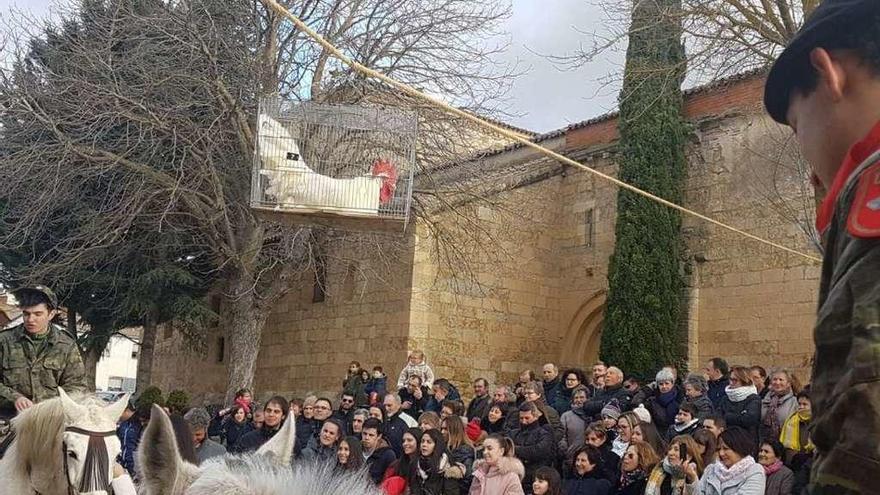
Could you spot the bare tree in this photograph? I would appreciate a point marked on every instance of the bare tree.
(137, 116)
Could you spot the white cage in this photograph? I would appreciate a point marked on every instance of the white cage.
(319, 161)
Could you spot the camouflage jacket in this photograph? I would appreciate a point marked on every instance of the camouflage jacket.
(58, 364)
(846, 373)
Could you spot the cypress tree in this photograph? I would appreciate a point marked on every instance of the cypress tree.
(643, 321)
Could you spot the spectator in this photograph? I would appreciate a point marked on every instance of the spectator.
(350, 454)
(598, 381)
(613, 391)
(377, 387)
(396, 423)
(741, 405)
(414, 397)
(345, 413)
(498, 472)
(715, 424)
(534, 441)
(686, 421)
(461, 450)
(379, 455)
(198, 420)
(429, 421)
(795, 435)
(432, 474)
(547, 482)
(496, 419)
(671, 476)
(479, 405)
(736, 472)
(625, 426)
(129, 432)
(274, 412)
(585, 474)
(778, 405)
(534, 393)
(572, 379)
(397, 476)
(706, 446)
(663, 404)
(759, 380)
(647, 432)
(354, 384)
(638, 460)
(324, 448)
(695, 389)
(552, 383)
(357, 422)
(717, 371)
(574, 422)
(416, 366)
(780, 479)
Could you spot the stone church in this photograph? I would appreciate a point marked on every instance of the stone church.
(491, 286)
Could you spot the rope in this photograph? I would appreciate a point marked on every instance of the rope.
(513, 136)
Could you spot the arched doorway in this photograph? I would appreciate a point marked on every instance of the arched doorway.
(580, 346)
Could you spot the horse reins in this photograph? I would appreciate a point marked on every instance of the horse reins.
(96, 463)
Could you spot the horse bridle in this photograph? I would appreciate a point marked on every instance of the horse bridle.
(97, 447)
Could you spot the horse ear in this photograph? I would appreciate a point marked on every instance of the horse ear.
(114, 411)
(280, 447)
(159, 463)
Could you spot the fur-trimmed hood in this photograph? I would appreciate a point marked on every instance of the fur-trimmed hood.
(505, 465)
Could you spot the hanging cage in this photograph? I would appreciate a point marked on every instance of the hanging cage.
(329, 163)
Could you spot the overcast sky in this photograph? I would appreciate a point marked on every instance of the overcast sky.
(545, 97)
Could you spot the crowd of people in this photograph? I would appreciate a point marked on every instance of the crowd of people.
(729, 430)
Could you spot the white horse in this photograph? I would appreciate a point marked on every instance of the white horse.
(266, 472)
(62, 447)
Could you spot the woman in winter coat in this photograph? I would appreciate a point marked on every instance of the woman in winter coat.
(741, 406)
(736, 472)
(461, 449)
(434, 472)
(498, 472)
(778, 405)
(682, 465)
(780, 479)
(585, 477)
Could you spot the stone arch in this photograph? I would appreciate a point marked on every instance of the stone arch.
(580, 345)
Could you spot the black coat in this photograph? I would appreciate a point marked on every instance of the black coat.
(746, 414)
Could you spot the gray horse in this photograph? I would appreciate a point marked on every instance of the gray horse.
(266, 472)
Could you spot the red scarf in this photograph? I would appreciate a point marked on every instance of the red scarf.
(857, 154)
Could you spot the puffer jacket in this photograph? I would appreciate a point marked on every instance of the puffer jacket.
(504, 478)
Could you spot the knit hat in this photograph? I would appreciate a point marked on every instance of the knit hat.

■ ■ ■

» DESCRIPTION OF THE TASK
Rescale the portion of the listing that opens with the line containing "Could you spot the gray" and closes with the end of the listing, both included. Reproduce every line in that portion, requests included, with each point coordinate multiplied by 0.3 and rounded to a whole number, halves rounded up.

» SOLUTION TO THIS TASK
Could you spot the gray horse in this photograph? I would appreciate a point marked on every instance of the gray horse.
(80, 142)
Could you spot the red scarf in this photograph? I would appreciate a point marked on every instance of the red scarf.
(257, 46)
Could you spot the puffer jacket in this photograph? I would appreciate a point marked on every instance of the puffer jacket.
(151, 143)
Could you spot the knit hat in this photograph? I would appreciate a point marked on every instance of the knit hat.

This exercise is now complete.